SELECTED PASSAGE:
--------------------
Digital slides of high-grade ovarian serous carcinoma from The Cancer Genome Atlas (TCGA) dataset

The digital slide images of HGSCs were downloaded from the TCGA data portal (http://tcga-data.nci.nih.gov/). All digital slides were prepared from frozen specimens, and the digital slides of 475 patients were evaluated.

Evaluation method for stromal TILs

The stromal TILs were evaluated according to the recommendations of International TILs Working Group 2014 (11). The authors recommended that TILs should be reported for the stromal compartment, with percentages, and evaluated within the tumor border. TILs in the tumor area with crush artifact, necrosis, or hyalinization should be excluded. Polymorphonuclear leukocytes should also bel excluded. Although one section per patient is sufficient for evaluation according to the recommendations, we assessed all available slides. The recommendations provided the table with detailed guidelines for assessing TILs, representative H&E photographs, and illustrations for some TIL percentages, which were used to evaluate the stromal TILs (11). Two pathologists evaluated stromal TILs together. If their evaluations had different results, the final stromal TIL value was determined through consensus. Stromal TIL percentages were evaluated under a microscope via eye measurement. After evaluating the percentages of stromal TILs on all of the available H&E-stained slides from the primary EOCs, the average stromal TIL percentage was calculated for each patient. This average stromal TIL percentage was used in the statistical analyses.
--------------------
WORK TO BE COMPLETED: Condense the paragraph in the methods passage above that begins "The stromal TILs were evaluated" into a bulleted list that retains its main facts.

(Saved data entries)
--------------------
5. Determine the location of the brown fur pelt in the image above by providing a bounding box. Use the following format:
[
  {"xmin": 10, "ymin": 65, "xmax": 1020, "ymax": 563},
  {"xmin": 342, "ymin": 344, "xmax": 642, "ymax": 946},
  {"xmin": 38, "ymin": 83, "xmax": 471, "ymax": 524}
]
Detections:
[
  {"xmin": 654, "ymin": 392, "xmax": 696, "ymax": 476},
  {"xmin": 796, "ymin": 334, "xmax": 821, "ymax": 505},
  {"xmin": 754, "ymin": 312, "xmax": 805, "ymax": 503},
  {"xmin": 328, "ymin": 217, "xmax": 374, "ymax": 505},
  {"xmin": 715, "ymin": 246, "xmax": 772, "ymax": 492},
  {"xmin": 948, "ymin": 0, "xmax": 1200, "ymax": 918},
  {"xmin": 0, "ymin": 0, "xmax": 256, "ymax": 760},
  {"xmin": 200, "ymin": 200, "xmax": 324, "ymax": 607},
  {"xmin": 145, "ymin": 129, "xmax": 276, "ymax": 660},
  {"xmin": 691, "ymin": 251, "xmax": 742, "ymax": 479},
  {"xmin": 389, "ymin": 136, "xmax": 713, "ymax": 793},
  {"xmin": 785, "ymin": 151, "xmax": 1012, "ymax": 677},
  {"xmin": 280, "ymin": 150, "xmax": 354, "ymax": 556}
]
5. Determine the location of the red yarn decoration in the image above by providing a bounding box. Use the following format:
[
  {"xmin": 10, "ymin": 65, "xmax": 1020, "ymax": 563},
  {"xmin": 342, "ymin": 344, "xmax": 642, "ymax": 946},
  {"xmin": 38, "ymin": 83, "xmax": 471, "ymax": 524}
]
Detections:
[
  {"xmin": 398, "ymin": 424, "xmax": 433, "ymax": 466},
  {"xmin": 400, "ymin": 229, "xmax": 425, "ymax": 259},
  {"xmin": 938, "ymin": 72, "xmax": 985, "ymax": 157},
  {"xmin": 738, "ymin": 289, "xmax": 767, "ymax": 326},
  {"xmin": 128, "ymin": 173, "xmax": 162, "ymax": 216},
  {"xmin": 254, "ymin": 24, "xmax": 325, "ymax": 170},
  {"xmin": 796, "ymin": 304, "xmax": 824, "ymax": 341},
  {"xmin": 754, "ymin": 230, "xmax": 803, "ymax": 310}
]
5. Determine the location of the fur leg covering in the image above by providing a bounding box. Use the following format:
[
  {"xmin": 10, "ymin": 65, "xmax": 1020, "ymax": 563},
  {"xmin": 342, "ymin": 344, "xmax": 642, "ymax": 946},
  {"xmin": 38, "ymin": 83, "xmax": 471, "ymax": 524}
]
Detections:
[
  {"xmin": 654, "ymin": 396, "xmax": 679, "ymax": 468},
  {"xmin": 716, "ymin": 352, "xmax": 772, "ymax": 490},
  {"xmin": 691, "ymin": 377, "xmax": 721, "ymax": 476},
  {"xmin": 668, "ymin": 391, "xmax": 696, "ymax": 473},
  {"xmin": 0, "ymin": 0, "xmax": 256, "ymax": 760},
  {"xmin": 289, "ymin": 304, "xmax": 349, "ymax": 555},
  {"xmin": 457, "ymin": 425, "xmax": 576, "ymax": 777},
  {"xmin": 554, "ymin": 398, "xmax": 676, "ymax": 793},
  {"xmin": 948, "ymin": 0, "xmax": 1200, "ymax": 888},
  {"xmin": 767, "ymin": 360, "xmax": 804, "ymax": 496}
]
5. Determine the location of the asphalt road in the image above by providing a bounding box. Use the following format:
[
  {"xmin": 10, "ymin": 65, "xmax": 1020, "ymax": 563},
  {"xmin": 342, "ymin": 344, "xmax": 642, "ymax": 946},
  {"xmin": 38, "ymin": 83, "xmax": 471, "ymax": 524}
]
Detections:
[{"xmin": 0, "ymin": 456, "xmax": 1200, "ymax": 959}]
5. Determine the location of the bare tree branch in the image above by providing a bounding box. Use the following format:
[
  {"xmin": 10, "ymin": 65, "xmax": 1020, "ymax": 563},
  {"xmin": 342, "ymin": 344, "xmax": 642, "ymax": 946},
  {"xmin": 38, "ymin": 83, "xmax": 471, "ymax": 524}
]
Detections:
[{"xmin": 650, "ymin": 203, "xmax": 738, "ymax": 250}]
--------------------
SOLUTION:
- Stromal TILs were evaluated according to the recommendations of the International TILs Working Group 2014.
- TILs were reported as percentages for the stromal compartment and evaluated within the tumor border.
- TILs in tumor areas with crush artifact, necrosis, or hyalinization were excluded, as were polymorphonuclear leukocytes.
- The recommendations consider one section per patient sufficient, but all available slides were assessed.
- The recommendations' table of detailed guidelines, representative H&E photographs, and illustrations of some TIL percentages were used in the evaluation.
- Two pathologists evaluated the stromal TILs together, and any differing results were settled by consensus.
- Percentages were estimated by eye under a microscope.
- Each patient's stromal TIL percentages from all available H&E-stained slides of the primary EOCs were averaged, and this average was used in the statistical analyses.